• **EXERCISE DESCRIPTION**: Take the line that contains "Could you point out the white throw" as the first line and the final line of the records as the last; return exactly those lines and the lines between.

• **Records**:
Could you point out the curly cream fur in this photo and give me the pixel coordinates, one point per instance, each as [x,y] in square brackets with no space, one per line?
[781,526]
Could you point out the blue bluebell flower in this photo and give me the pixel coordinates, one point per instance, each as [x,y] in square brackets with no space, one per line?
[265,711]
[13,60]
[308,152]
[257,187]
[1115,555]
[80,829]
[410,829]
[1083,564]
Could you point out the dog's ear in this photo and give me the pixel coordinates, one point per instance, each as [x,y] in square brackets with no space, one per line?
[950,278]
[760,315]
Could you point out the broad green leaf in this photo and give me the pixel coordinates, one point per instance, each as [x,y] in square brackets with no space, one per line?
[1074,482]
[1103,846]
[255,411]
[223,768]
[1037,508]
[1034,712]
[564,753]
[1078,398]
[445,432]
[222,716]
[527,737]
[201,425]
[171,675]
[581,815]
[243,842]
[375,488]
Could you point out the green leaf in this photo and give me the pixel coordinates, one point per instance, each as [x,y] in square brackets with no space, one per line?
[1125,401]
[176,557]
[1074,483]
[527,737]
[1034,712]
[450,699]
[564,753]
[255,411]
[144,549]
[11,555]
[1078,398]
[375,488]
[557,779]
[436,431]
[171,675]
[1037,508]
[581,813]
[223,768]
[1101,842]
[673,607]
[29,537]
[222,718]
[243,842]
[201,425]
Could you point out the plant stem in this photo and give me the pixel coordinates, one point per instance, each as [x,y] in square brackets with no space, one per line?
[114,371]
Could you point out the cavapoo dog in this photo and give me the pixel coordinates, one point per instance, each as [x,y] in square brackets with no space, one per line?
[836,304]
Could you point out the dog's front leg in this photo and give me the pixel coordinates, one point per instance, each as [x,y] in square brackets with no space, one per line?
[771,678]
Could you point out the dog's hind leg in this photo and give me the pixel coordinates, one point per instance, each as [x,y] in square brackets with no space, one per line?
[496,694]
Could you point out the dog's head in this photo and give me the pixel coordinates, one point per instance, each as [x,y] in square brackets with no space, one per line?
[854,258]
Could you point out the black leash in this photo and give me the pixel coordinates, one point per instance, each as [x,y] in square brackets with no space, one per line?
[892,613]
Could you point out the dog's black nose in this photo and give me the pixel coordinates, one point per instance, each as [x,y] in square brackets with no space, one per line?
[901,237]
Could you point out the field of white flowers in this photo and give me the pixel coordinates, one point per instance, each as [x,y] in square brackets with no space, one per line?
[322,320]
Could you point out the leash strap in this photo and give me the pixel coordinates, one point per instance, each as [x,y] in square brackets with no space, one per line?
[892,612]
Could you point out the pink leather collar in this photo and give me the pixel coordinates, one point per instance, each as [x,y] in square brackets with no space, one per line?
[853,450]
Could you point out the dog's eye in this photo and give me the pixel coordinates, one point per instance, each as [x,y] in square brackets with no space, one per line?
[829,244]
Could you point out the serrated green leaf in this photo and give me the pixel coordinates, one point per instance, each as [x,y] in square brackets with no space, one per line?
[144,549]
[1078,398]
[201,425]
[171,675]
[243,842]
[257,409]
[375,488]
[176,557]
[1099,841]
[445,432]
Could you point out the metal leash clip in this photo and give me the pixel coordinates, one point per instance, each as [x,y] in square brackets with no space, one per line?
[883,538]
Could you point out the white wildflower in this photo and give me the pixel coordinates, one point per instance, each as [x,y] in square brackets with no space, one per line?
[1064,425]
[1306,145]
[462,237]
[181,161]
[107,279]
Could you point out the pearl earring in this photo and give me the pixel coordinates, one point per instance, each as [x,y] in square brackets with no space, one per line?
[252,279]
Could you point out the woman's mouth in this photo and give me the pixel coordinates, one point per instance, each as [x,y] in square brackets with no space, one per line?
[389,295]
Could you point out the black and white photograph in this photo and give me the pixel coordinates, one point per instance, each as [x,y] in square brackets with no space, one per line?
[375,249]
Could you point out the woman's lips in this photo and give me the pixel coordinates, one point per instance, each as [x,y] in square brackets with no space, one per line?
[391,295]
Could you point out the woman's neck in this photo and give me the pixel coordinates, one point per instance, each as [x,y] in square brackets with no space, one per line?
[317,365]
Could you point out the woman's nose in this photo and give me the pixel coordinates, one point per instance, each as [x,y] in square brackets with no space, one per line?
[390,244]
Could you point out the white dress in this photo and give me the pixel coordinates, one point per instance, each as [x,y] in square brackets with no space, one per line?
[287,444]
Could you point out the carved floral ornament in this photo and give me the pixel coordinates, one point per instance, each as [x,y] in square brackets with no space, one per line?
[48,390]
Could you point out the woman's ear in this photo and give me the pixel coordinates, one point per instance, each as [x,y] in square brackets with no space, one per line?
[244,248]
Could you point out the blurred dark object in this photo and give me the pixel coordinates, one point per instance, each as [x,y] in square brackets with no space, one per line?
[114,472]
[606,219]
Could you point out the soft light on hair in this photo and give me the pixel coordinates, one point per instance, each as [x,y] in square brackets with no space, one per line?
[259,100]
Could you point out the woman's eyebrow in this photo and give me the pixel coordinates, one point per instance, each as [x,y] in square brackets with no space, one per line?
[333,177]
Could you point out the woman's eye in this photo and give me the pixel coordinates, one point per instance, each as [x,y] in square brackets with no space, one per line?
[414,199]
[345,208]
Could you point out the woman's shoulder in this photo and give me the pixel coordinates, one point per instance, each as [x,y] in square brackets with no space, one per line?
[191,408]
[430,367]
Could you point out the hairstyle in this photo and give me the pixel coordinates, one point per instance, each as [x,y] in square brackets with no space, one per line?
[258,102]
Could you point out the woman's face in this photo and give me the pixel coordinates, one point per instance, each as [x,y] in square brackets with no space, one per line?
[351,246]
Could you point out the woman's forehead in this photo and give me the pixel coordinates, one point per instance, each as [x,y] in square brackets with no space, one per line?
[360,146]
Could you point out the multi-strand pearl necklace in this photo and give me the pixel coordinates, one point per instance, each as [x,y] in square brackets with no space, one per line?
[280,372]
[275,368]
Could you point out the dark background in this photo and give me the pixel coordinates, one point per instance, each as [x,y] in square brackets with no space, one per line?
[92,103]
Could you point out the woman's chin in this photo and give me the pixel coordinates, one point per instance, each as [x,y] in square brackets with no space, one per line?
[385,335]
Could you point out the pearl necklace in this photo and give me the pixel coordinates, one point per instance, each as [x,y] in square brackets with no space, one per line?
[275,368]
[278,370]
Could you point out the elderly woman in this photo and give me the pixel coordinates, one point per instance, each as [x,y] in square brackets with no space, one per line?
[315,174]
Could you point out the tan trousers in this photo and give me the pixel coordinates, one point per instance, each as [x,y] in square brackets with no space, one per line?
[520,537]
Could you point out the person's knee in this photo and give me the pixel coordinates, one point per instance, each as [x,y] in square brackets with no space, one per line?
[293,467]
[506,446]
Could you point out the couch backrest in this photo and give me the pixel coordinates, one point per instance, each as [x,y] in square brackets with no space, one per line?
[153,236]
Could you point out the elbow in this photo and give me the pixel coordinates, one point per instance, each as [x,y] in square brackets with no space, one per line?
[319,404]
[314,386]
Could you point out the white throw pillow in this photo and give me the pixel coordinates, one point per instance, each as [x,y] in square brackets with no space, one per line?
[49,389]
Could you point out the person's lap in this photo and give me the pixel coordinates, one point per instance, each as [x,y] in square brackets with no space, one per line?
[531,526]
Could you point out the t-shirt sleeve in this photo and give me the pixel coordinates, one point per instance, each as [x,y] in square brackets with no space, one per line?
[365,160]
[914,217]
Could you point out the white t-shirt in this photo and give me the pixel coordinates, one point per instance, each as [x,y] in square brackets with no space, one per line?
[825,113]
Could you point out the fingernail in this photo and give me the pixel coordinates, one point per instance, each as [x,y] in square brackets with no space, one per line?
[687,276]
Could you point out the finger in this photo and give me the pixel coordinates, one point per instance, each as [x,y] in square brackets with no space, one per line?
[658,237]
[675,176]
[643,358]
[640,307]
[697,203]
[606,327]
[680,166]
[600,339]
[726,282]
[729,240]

• **EXERCISE RESPONSE**:
Could you point out the white throw pillow in this photo and give me the pixel coordinates, one point per instance, each as [x,y] in square brackets with no space, one per line?
[49,389]
Could you point out the person's lap in this photo and give me the pixel coordinates, one point per instance, each as [x,y] in square brackets with no space, one per line?
[531,526]
Could you point out the t-shirt sleeve in this photo and give me the pixel coordinates, one point per instance, each as [x,y] in square brackets with no space, one per line?
[365,160]
[914,217]
Could you point out the white t-shirt in this photo and give me the pixel coordinates, one point per instance, each as [x,y] in square brackets with no space, one per line?
[825,113]
Could you point out the fingernail in this photo and give me the pixel coordinates, one point per instance, each as [x,y] in square brackets with no space, one per line?
[687,276]
Could you point out the finger in this photo and give me the pixel coordinates, one point per instance, each as [x,y] in square brackets with no space, one per line?
[658,237]
[675,176]
[643,358]
[640,307]
[697,203]
[606,327]
[680,166]
[600,339]
[726,282]
[729,240]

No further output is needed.